--- Input rows ---
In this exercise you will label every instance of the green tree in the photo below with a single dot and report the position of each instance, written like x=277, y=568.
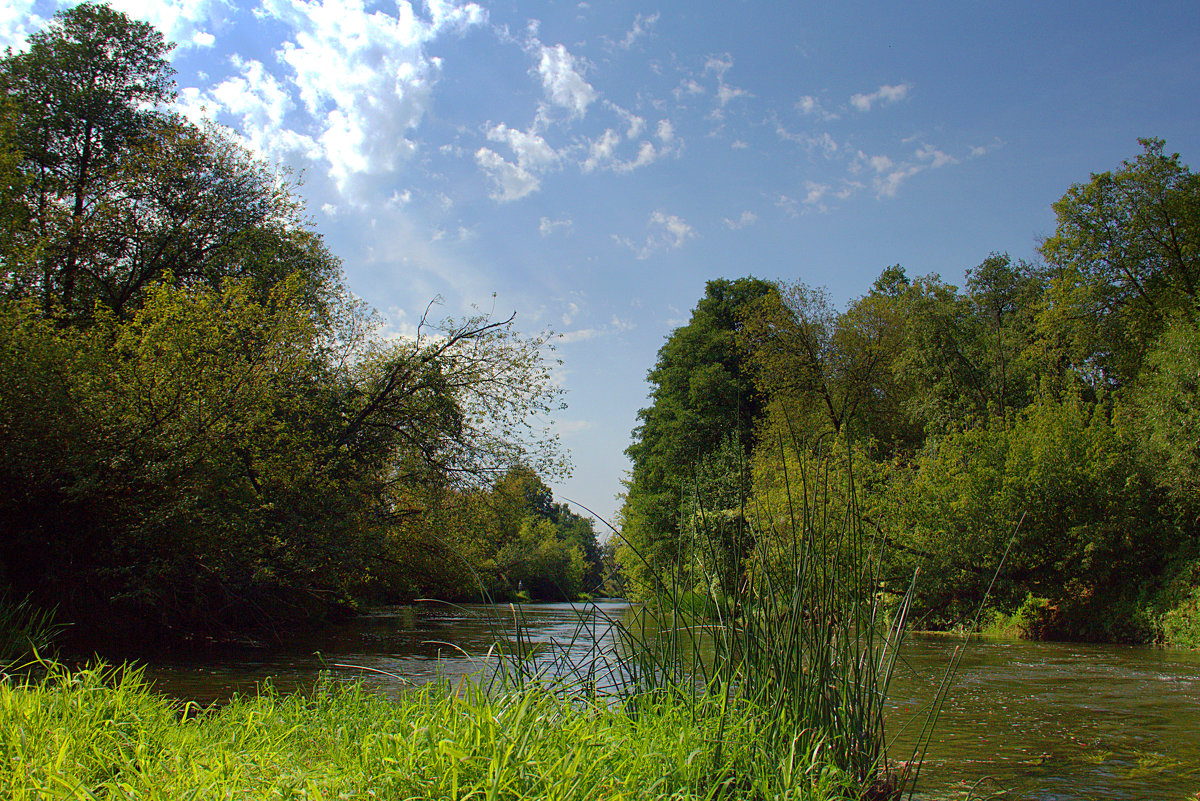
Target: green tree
x=85, y=94
x=701, y=391
x=1125, y=259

--- Work to complete ---
Copy out every line of the entries above word for word, leaving out the pictures.

--- Output of the exercise ---
In this exercise you will label every instance of the green tree in the photo below with a single dot and report the position of each instance, written like x=277, y=568.
Target: green tree
x=85, y=94
x=701, y=391
x=1125, y=259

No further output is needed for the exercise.